#### Assignment
Somewhere below are a line with "Query: female dancer in red costume" and a later line with "Query: red velvet costume". Output exactly those lines and all lines between them.

#### Given entries
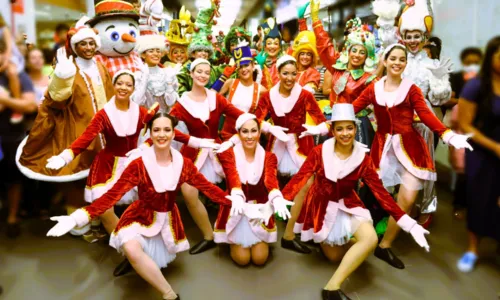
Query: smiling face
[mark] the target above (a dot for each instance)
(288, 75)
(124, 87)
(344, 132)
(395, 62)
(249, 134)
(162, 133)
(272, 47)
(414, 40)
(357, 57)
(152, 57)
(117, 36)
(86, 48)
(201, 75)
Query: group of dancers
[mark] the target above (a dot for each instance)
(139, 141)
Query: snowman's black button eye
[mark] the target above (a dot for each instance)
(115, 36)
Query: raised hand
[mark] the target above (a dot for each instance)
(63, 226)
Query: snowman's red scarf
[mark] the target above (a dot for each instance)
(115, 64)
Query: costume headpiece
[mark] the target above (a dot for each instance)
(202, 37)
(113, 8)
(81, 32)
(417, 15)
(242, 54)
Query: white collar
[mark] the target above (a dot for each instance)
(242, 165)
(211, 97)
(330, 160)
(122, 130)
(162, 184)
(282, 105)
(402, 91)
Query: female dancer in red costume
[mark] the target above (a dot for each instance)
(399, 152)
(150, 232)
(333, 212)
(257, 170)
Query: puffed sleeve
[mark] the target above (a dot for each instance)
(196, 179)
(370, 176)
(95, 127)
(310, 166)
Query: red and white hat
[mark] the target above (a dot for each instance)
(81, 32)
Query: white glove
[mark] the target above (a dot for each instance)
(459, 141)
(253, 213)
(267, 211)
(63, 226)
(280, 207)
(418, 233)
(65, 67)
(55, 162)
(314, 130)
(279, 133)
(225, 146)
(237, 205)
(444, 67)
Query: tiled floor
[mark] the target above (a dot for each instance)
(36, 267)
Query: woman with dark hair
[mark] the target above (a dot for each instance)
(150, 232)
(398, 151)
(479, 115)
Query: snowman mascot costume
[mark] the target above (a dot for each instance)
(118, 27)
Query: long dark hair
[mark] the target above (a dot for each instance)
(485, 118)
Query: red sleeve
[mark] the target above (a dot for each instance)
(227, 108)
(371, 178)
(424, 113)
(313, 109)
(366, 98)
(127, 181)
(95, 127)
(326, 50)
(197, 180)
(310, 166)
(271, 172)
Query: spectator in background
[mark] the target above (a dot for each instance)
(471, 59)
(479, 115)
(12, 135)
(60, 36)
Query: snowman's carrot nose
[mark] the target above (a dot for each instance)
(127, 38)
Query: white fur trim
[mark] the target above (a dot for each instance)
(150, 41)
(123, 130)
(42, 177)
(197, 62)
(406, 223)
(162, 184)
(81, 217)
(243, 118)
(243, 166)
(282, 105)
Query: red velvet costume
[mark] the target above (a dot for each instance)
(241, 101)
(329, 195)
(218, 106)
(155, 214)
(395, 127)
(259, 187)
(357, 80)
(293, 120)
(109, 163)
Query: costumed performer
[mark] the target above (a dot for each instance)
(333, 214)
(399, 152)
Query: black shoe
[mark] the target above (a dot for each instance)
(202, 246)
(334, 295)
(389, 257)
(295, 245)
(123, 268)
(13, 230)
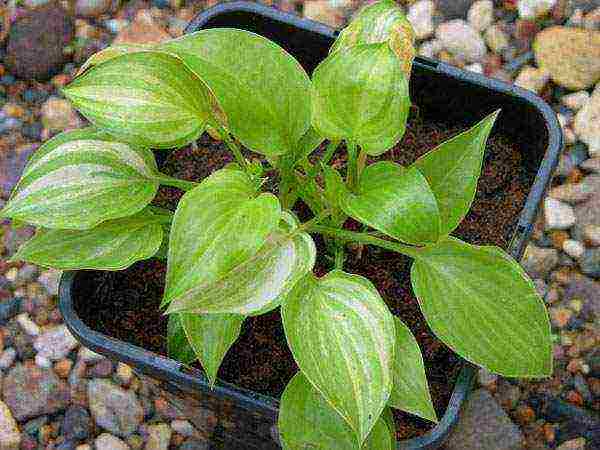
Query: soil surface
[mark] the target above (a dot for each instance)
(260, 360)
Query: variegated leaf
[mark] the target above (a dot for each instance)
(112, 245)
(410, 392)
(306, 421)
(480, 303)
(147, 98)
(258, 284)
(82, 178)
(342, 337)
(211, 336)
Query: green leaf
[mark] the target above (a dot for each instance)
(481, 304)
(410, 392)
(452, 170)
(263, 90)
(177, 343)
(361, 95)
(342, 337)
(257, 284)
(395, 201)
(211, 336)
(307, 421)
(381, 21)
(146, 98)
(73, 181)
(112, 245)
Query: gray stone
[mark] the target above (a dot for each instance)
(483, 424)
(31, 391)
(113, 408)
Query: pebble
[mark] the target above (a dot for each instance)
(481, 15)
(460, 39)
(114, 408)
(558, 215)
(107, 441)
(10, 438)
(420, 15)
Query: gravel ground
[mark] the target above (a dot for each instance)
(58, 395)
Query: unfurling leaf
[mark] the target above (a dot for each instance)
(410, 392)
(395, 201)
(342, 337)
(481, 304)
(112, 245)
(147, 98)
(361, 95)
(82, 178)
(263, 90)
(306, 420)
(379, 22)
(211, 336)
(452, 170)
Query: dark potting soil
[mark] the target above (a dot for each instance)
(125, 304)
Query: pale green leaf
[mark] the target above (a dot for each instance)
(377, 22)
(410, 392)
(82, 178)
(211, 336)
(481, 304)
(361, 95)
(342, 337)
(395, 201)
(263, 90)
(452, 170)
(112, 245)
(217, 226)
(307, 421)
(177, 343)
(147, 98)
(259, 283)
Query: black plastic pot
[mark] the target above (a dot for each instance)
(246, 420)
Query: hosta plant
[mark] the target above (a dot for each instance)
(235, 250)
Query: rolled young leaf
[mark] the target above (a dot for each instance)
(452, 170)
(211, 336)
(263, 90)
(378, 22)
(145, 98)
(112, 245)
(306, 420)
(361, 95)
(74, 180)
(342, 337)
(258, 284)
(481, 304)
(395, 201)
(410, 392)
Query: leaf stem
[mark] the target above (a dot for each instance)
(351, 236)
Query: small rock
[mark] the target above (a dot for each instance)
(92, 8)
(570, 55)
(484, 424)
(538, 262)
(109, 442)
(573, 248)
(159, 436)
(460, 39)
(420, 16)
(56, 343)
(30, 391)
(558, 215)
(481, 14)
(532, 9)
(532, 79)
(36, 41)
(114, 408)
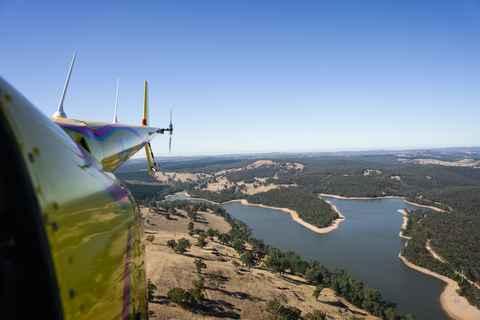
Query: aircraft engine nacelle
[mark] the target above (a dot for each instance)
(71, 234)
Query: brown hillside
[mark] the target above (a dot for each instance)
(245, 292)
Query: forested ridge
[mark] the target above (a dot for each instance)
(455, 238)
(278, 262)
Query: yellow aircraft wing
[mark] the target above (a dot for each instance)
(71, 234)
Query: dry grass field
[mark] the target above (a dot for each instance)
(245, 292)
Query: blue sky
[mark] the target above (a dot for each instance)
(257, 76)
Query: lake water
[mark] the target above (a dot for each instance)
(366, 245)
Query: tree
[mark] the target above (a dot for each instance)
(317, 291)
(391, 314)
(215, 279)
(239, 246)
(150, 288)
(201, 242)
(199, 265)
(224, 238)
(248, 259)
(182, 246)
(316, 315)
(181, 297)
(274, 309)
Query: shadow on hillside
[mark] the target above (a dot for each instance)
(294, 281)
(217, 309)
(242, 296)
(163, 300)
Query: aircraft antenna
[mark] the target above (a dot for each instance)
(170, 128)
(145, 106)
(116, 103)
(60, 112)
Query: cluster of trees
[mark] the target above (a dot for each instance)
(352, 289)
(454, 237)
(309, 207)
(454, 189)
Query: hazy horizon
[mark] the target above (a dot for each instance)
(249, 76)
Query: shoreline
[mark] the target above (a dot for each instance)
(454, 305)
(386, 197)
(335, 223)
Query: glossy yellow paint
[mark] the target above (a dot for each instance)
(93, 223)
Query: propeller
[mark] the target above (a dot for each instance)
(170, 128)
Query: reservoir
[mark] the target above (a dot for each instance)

#### Response area
Query: female dancer in red costume
[mark] the target above (a dot for each instance)
(399, 152)
(150, 232)
(333, 212)
(257, 170)
Query: puffed sleeve
[mark] the target above (a dot for each instance)
(196, 179)
(370, 176)
(95, 127)
(310, 166)
Query: red and white hat
[mark] the target above (a dot for each instance)
(81, 32)
Query: white glove
[mark] the target above (a dot for each instance)
(459, 141)
(253, 213)
(267, 211)
(63, 226)
(280, 207)
(418, 233)
(65, 67)
(55, 162)
(314, 130)
(279, 133)
(225, 146)
(237, 205)
(444, 67)
Query: tiled floor
[mark] the target above (a dot for each instance)
(36, 267)
Query: woman with dark hair
[mark] the target above (a dot for each instance)
(150, 232)
(398, 151)
(479, 115)
Query: snowman mascot costume
[mark] the target above (a dot for each instance)
(118, 27)
Query: long dark hair
[mark] the target above (a dot for each instance)
(485, 118)
Query: red sleeve
[mark] the target above (a dot for each instance)
(227, 108)
(371, 178)
(424, 113)
(313, 109)
(366, 98)
(127, 181)
(95, 127)
(326, 50)
(197, 180)
(310, 166)
(271, 172)
Query: spectator in background
[mark] the target above (a dot for each instance)
(471, 59)
(479, 115)
(12, 135)
(60, 36)
Query: snowman's carrot nose
[mark] the target above (a dot for each instance)
(127, 38)
Query: white fur trim
[mark] the target above (a dot for each instance)
(150, 41)
(123, 130)
(42, 177)
(197, 62)
(406, 223)
(162, 184)
(81, 217)
(243, 118)
(243, 166)
(282, 105)
Query: red velvet costume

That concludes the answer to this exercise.